[START OF EXTRACTED INFORMATION]

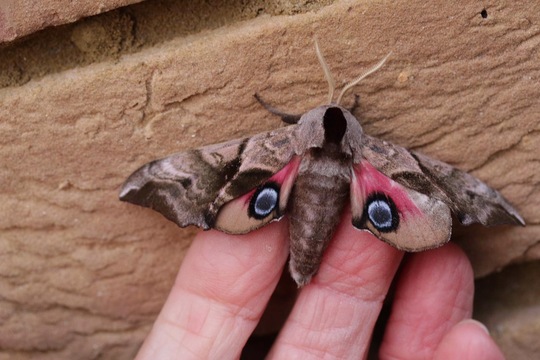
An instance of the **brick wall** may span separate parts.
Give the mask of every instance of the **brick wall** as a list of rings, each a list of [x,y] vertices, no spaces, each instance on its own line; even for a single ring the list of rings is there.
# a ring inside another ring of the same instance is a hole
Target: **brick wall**
[[[137,2],[0,4],[0,359],[133,357],[195,230],[120,203],[119,186],[281,126],[255,92],[292,112],[324,102],[315,35],[338,81],[393,52],[355,90],[367,133],[471,171],[525,217],[455,240],[479,276],[503,269],[476,306],[508,358],[540,354],[536,1]]]

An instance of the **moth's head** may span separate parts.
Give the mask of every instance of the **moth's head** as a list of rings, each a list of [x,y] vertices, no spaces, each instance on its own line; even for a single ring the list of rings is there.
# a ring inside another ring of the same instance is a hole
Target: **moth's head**
[[[300,118],[295,129],[297,147],[300,154],[310,148],[337,145],[345,155],[354,156],[352,149],[358,149],[362,141],[362,127],[353,114],[343,106],[322,105],[308,111]]]

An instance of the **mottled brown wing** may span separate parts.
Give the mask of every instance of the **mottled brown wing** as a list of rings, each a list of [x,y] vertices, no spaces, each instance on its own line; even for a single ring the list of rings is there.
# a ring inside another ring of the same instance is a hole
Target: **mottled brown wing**
[[[525,224],[501,194],[474,176],[371,136],[364,135],[362,140],[362,155],[377,170],[401,185],[441,200],[461,223]]]
[[[450,240],[452,216],[446,204],[391,180],[367,160],[351,179],[352,223],[404,251],[422,251]]]
[[[126,180],[120,200],[152,208],[181,227],[212,228],[223,204],[261,185],[291,160],[294,127],[152,161]]]

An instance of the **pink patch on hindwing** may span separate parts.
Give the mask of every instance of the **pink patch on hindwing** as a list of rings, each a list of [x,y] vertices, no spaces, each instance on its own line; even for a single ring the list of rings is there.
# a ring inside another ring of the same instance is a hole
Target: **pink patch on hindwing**
[[[360,162],[353,170],[356,181],[351,183],[351,191],[361,197],[362,204],[370,195],[379,193],[391,198],[402,216],[422,215],[422,211],[410,198],[407,189],[375,169],[368,161]]]

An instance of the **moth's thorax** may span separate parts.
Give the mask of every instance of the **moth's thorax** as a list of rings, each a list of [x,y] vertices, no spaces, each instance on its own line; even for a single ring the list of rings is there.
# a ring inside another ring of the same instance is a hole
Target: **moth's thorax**
[[[356,162],[361,160],[362,127],[349,110],[334,104],[323,105],[302,115],[295,129],[295,152],[322,148],[335,143],[339,151]]]
[[[319,268],[349,198],[351,160],[324,149],[308,151],[289,200],[290,270],[306,284]]]

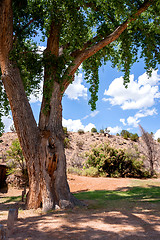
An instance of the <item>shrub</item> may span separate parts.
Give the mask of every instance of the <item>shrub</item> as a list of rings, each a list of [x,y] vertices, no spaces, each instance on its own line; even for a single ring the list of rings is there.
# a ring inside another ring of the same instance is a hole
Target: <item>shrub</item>
[[[79,149],[83,148],[84,142],[83,141],[77,141],[76,143],[77,147],[79,147]]]
[[[84,134],[84,130],[83,129],[79,129],[78,130],[78,133],[81,135],[81,134]]]
[[[109,145],[100,145],[88,153],[85,163],[86,168],[94,167],[99,175],[108,177],[146,177],[143,169],[143,161],[139,161],[131,153],[125,153],[122,149],[114,149]]]
[[[120,134],[124,139],[130,138],[134,142],[136,142],[139,139],[139,136],[137,133],[130,133],[127,130],[122,130]]]
[[[97,129],[96,129],[96,128],[92,128],[92,129],[91,129],[91,132],[92,132],[92,133],[97,132]]]

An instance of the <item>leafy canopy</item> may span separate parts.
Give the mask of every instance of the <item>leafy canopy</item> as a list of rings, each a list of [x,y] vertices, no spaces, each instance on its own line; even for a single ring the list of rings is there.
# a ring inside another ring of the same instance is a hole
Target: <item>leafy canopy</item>
[[[43,68],[57,69],[53,81],[63,85],[75,56],[97,44],[120,24],[134,16],[143,0],[13,0],[13,49],[10,57],[18,65],[26,94],[39,88]],[[99,86],[98,69],[107,61],[124,72],[124,84],[129,82],[131,66],[144,58],[146,70],[160,63],[160,4],[151,6],[128,24],[127,29],[109,45],[103,47],[83,64],[85,80],[90,84],[91,109],[96,108]],[[59,56],[38,53],[34,37],[41,41],[49,37],[52,24],[59,30]],[[48,57],[49,56],[49,57]],[[69,78],[68,78],[69,79]],[[70,82],[72,78],[70,78]],[[49,93],[48,93],[49,94]],[[49,98],[48,98],[49,99]],[[0,117],[9,111],[8,100],[0,83]],[[0,125],[0,129],[3,127]]]

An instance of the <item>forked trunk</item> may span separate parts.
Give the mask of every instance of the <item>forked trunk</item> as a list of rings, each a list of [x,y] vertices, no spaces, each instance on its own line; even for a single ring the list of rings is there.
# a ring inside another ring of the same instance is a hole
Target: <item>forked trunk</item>
[[[27,208],[44,211],[80,204],[67,182],[64,133],[62,128],[61,91],[55,83],[49,116],[41,112],[37,126],[26,97],[18,68],[12,63],[2,77],[10,101],[13,120],[27,163],[29,192]],[[42,104],[43,105],[43,104]]]

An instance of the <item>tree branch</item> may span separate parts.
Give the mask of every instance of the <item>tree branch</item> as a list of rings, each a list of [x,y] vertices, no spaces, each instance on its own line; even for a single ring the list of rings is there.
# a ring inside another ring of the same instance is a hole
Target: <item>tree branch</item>
[[[13,44],[13,13],[12,1],[0,1],[0,65],[2,73],[5,62],[8,60],[9,52]]]
[[[78,67],[80,66],[80,64],[83,61],[85,61],[87,58],[94,55],[96,52],[98,52],[103,47],[105,47],[105,46],[109,45],[110,43],[112,43],[113,41],[115,41],[121,35],[121,33],[128,27],[128,24],[130,22],[134,21],[142,12],[147,10],[148,7],[152,4],[152,2],[153,2],[153,0],[145,1],[135,14],[131,15],[131,17],[129,19],[127,19],[124,23],[122,23],[119,27],[117,27],[114,30],[114,32],[112,32],[110,35],[108,35],[107,37],[105,37],[104,39],[102,39],[101,41],[96,43],[95,45],[86,49],[90,45],[90,43],[93,42],[93,40],[98,38],[98,36],[96,36],[94,39],[85,43],[84,47],[81,51],[77,51],[77,52],[73,53],[73,56],[75,57],[75,59],[73,61],[72,66],[68,68],[69,76],[72,76],[76,72],[76,70],[78,69]]]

[END OF EXTRACTED INFORMATION]

Can you put every line of the items above into a JSON list of strings, one string per line, with blank lines skipped and the pictures left out?

[
  "An instance of the **brick wall** may span separate parts.",
  "Give the mask of every instance of the **brick wall** as a list of rings, each a list of [x,y] vertices, no spaces, each instance on its own line; even for a single ring the list of rings is there.",
  "# a ring inside another ring of the same instance is a hole",
  "Target: **brick wall**",
  "[[[137,2],[0,4],[0,359],[133,357],[195,230],[120,203],[119,186],[281,126],[255,92],[292,112],[324,102],[315,35],[338,81],[393,52],[355,90],[367,133],[471,171],[525,217],[455,240],[479,276],[503,269],[476,306],[508,358],[540,354],[536,1]]]",
  "An instance of the **moth's head** may span separate parts.",
  "Give the mask of every instance of the **moth's head** as a list of rings, each a list of [x,y] vertices, no spaces, each instance on its own line; even for a single ring the list of rings is there.",
  "# a ring inside another ring of the same instance is a hole",
  "Target: **moth's head**",
  "[[[300,118],[295,129],[297,147],[300,154],[310,148],[337,145],[345,155],[354,156],[352,149],[358,149],[362,141],[362,127],[353,114],[343,106],[322,105],[308,111]]]",
  "An instance of the **mottled brown wing** may span separate parts.",
  "Give the mask of every instance of the **mottled brown wing** as a list of rings, each a list of [x,y] vertices, no spaces, each instance on its own line; even for a single ring the list of rings is there.",
  "# a ring inside another ring of the same instance is a hole",
  "Target: **mottled brown wing**",
  "[[[525,224],[501,194],[474,176],[371,136],[364,135],[362,140],[362,155],[377,170],[401,185],[441,200],[461,223]]]",
  "[[[450,240],[452,216],[446,204],[391,180],[367,160],[351,179],[352,223],[404,251],[422,251]]]",
  "[[[126,180],[120,200],[152,208],[181,227],[212,228],[223,204],[261,185],[291,160],[294,127],[152,161]]]",
  "An instance of the **pink patch on hindwing** may span separate parts.",
  "Give the mask of every instance of the **pink patch on hindwing** as a list of rings, each a list of [x,y] vertices, no spaces, each instance on its own line; even for a single ring the list of rings is there.",
  "# a ring inside another ring of the same instance is a hole",
  "Target: **pink patch on hindwing**",
  "[[[360,162],[353,170],[356,181],[351,183],[351,191],[361,197],[362,204],[370,195],[379,193],[391,198],[402,216],[422,215],[422,211],[410,198],[407,189],[375,169],[368,161]]]",
  "An instance of the **moth's thorax** may span separate parts.",
  "Give the mask of every instance of the **moth's thorax** as a list of rings, each a list of [x,y] vertices, no spaces, each instance on its own line; even for a single ring the list of rings is there.",
  "# a ring inside another ring of the same instance is a hole",
  "Target: **moth's thorax**",
  "[[[356,162],[361,160],[362,127],[349,110],[334,104],[323,105],[302,115],[295,129],[295,152],[322,148],[335,143],[339,151]]]",
  "[[[319,268],[349,198],[351,160],[324,149],[308,151],[289,200],[290,270],[306,284]]]",
  "An instance of the <item>shrub</item> may span separate parts.",
  "Give the mask of every instance of the <item>shrub</item> as a list of rings, each a list of [x,y] vertices, no spaces, each instance on its own line; even for a single ring the list of rings is there.",
  "# a ring inside another ring of the same instance is a hole",
  "Target: <item>shrub</item>",
  "[[[79,149],[83,148],[84,142],[83,141],[77,141],[76,143],[77,147],[79,147]]]",
  "[[[84,134],[84,130],[83,129],[79,129],[78,130],[78,133],[81,135],[81,134]]]",
  "[[[109,145],[100,145],[88,153],[85,163],[86,168],[94,167],[99,175],[108,177],[146,177],[143,169],[143,161],[139,161],[131,153],[125,153],[122,149],[114,149]]]",
  "[[[120,134],[124,139],[130,138],[134,142],[136,142],[139,139],[139,136],[137,133],[130,133],[127,130],[122,130]]]",
  "[[[97,129],[96,129],[96,128],[92,128],[92,129],[91,129],[91,132],[92,132],[92,133],[97,132]]]",
  "An instance of the <item>leafy canopy</item> may span separate parts.",
  "Give the mask of every instance of the <item>leafy canopy</item> as a list of rings, each a list of [x,y] vertices, no spaces, each instance on its own line; even for a single ring the list of rings is there.",
  "# a ring inside another ring of the same instance is a hole",
  "Target: <item>leafy canopy</item>",
  "[[[43,68],[57,69],[53,81],[63,85],[75,56],[97,44],[120,24],[134,16],[143,0],[13,0],[13,49],[10,57],[18,65],[26,94],[39,88]],[[99,86],[98,69],[107,61],[124,72],[124,84],[129,82],[131,66],[144,58],[146,70],[160,63],[160,4],[151,6],[128,24],[127,29],[109,45],[103,47],[83,64],[85,80],[90,84],[91,109],[96,108]],[[59,56],[38,53],[34,37],[41,41],[49,37],[52,24],[59,30]],[[48,57],[49,56],[49,57]],[[69,78],[68,78],[69,79]],[[70,82],[72,78],[70,78]],[[49,93],[48,93],[49,94]],[[49,98],[48,98],[49,99]],[[0,117],[9,111],[8,100],[0,83]],[[0,125],[0,129],[3,127]]]",
  "An instance of the <item>forked trunk</item> may span separate parts.",
  "Give the mask of every instance of the <item>forked trunk</item> as a list of rings, each a list of [x,y] vertices, no spaces, each instance on its own line; even for a single ring the list of rings is there.",
  "# a ring inside another ring of the same instance is a hole",
  "Target: <item>forked trunk</item>",
  "[[[27,208],[44,211],[80,204],[67,182],[64,133],[62,128],[61,91],[55,83],[49,116],[41,112],[37,126],[26,97],[18,68],[12,63],[2,77],[10,101],[13,120],[27,163],[29,192]],[[42,104],[43,105],[43,104]]]",
  "An instance of the <item>tree branch</item> may span separate parts.",
  "Give the mask of every instance of the <item>tree branch</item> as a list of rings, each a list of [x,y] vertices, no spaces, each instance on its own line; even for a single ring the list of rings is there.",
  "# a ring inside another ring of the same instance is a hole",
  "Target: <item>tree branch</item>",
  "[[[13,44],[13,13],[12,1],[0,1],[0,65],[2,73],[5,62],[8,60],[9,52]]]",
  "[[[78,67],[80,66],[80,64],[83,61],[85,61],[87,58],[94,55],[96,52],[98,52],[103,47],[105,47],[105,46],[109,45],[110,43],[112,43],[113,41],[115,41],[121,35],[121,33],[128,27],[128,24],[130,22],[134,21],[142,12],[147,10],[148,7],[152,4],[152,2],[153,2],[153,0],[145,1],[135,14],[131,15],[131,17],[129,19],[127,19],[124,23],[122,23],[119,27],[117,27],[114,30],[114,32],[112,32],[110,35],[108,35],[107,37],[105,37],[104,39],[102,39],[101,41],[96,43],[95,45],[86,49],[90,45],[90,43],[93,42],[93,40],[98,38],[98,36],[96,36],[94,39],[85,43],[84,47],[81,51],[77,51],[77,52],[73,53],[73,56],[75,57],[75,59],[73,61],[72,66],[68,68],[69,76],[72,76],[76,72],[76,70],[78,69]]]"
]